** PAGE EXCERPT **
------------------------------------------------------------------------

Once again we'll begin with a basic algorithm that we'll adjust. We want
to DELETE a key k from T. For
now, we shall assume that k is stored in a node v whose
children are all external nodes. Here are the steps we follow:
- perform a SEARCH for k in
T,
if it fails then we don't need to
DELETE the item so we exit,
otherwise (if it succeds) then we find k in a node
v with only external children (by our assumption).
- now we simply remove k from v and delete the external
node child to the left of k (see
figure 6.4(a)).
Simple enough. Since we only deleted external nodes, we didn't change the
depth of T, so that property is safe. However, we may have violated
the SIZE property once again.
Figure 6.4: deletion of key k
resulting in (a)two children remaining in v so no underflow,
(b) underflow at node v because it is left with only one child
This is because (as shown in
figure 6.4(b)) v
may have only had two children before we removed k. In such a case,
it will be left as a 1-node, which violates the definition of a multiway
search tree (see section 6.2.2). This situation is
called an underflow at node v. Again, we're going to
have to resolve this in order to validate our deletion algorithm.

------------------------------------------------------------------------

** PROVIDED RECORDS **
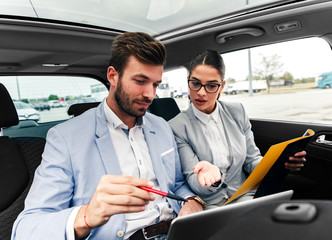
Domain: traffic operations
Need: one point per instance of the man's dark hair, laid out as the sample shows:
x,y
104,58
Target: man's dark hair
x,y
140,45
209,58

------------------------------------------------------------------------

** STATED PROBLEM A **
Please give the deletion passage again from "Figure 6.4: deletion" up to and including "our deletion algorithm.", with "underflow" changed to "shortfall".
** STATED PROBLEM B **
Copy every entry above word for word, leaving out the pictures.

** FINAL RESULT A **
Figure 6.4: deletion of key k
resulting in (a)two children remaining in v so no shortfall,
(b) shortfall at node v because it is left with only one child
This is because (as shown in
figure 6.4(b)) v
may have only had two children before we removed k. In such a case,
it will be left as a 1-node, which violates the definition of a multiway
search tree (see section 6.2.2). This situation is
called an shortfall at node v. Again, we're going to
have to resolve this in order to validate our deletion algorithm.

** FINAL RESULT B **
Domain: traffic operations
Need: one point per instance of the man's dark hair, laid out as the sample shows:
x,y
104,58
Target: man's dark hair
x,y
140,45
209,58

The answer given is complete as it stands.